• **Stated problem A**: In the records, begin at the line that has "Every instance of the round quiche" and continue to the end of the records. Reproduce those lines, swapping "whole almond" for "shelled almond" and leaving everything else unchanged.

** START Text excerpt **

Re: [PATCH] PCI: pciehp: Check for PCIe capabilities change after resume

[Date Prev][Date Next][Thread Prev][Thread Next][Date Index][Thread Index]

 



On Fri, Nov 11, 2016 at 12:28:31PM -0600, Bjorn Helgaas wrote:
> On Fri, Nov 11, 2016 at 04:49:19PM +0100, Lukas Wunner wrote:
> I'd love to be proven wrong, but I don't believe it's a silicon bug.
> All we have is Yinghai's vague assertion with no erratum and no
> details to back it up.
> 
> As I read it, the response Len got from the validation team (comment
> #22) does not confirm a silicon bug.  It merely restates the fact that
> the PCIe spec requires that Presence Detect State be hardwired to 1b
> if Slot Implemented is 0b (PCIe spec r3.0, sec 7.8.11).  It also
> quotes this language from an Intel spec:
> 
>   Slot Implemented (SI) - R/WO. Indicates whether the root port is
>   connected to a slot.  Slot support is platform specific.  BIOS
>   programs this field, and it is maintained until a platform reset.
> 
> I found this in the "Intel 8 Series/C220 Series Chipset Family
> Platform Controller Hub (PCH) Datasheet", May 2014, sec 19.1.24.
> Technically this spec actually covers the Dell [8086:9c10] device, not
> the MacBook Pro [8086:8c10] device, but the Intel validation folks say
> it applies to the Dell as well.
> 
> That suggests to me that it's a Dell BIOS bug: BIOS should have
> programmed Slot Implemented the same way for initial boot and for
> resume, but it did not.

** END Text excerpt **
** START The input **

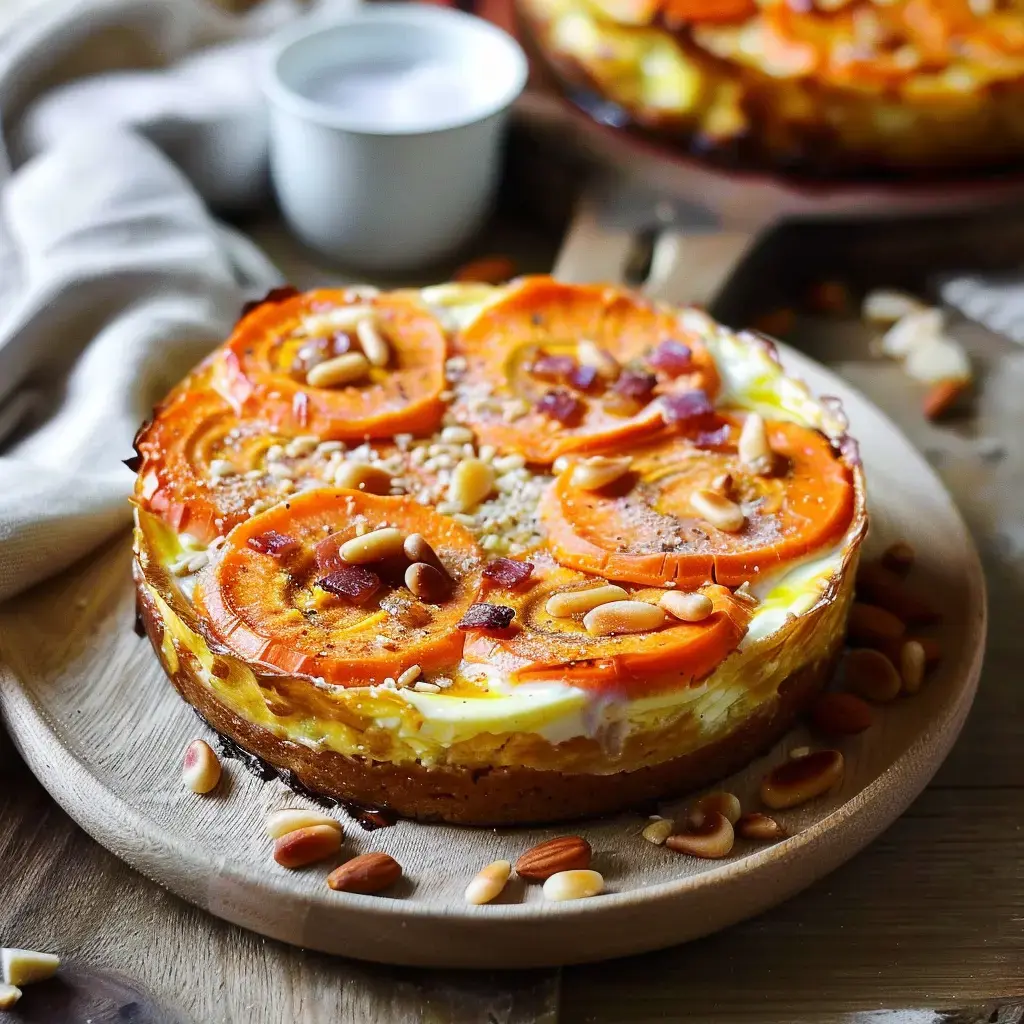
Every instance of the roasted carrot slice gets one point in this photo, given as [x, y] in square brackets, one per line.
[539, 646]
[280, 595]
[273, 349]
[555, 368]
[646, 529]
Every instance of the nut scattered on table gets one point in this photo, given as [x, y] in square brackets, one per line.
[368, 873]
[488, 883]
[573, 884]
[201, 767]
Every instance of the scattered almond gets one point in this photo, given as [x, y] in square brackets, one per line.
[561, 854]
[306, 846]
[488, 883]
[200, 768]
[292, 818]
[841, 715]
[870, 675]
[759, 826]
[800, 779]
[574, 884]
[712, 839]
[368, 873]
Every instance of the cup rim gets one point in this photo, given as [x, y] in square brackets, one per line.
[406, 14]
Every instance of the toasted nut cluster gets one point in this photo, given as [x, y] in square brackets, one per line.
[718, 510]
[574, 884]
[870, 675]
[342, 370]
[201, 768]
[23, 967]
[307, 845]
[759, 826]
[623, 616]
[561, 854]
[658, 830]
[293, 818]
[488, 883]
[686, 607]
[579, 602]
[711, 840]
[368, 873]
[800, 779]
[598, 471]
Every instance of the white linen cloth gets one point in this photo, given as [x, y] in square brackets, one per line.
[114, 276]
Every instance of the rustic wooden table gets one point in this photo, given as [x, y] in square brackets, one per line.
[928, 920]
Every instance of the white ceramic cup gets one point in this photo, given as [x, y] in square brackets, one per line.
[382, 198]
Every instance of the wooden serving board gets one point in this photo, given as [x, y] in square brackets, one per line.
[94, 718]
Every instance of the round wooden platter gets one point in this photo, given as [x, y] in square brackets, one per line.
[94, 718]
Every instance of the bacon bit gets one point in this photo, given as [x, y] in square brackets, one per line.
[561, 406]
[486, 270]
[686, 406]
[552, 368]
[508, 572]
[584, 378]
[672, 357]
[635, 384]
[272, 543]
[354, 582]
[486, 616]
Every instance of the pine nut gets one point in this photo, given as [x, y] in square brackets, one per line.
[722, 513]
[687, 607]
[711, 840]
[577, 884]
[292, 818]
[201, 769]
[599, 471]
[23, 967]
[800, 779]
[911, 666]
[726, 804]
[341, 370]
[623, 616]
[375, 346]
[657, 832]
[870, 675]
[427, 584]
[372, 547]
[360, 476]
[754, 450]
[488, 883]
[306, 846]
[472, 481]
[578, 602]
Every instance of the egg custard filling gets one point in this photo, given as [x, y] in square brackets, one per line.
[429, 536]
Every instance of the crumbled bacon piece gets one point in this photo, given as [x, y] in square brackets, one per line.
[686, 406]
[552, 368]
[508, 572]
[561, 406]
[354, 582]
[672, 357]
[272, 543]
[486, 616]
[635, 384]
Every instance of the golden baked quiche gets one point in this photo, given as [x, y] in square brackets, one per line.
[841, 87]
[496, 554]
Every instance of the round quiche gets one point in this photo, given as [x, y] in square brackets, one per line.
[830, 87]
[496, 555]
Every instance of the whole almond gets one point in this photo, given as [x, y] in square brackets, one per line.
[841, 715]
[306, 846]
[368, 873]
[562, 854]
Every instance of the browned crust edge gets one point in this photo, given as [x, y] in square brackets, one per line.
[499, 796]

** END The input **

• **Stated problem B**: From the mailing list message, print the passage that begins at the words "On Fri, Nov 11, 2016 at 12:28:31PM" and stops after "back it up.", character for character.

• **Final result A**:
Every instance of the round quiche gets one point in this photo, given as [x, y] in square brackets, one per line.
[830, 87]
[496, 555]
Every instance of the shelled almond gets one point in this photo, given as [x, y] in square brackets, one per line.
[841, 715]
[306, 846]
[368, 873]
[562, 854]
Every instance of the browned crust edge gets one point in this photo, given as [x, y] in square brackets, one per line.
[499, 796]

• **Final result B**:
On Fri, Nov 11, 2016 at 12:28:31PM -0600, Bjorn Helgaas wrote:
> On Fri, Nov 11, 2016 at 04:49:19PM +0100, Lukas Wunner wrote:
> I'd love to be proven wrong, but I don't believe it's a silicon bug.
> All we have is Yinghai's vague assertion with no erratum and no
> details to back it up.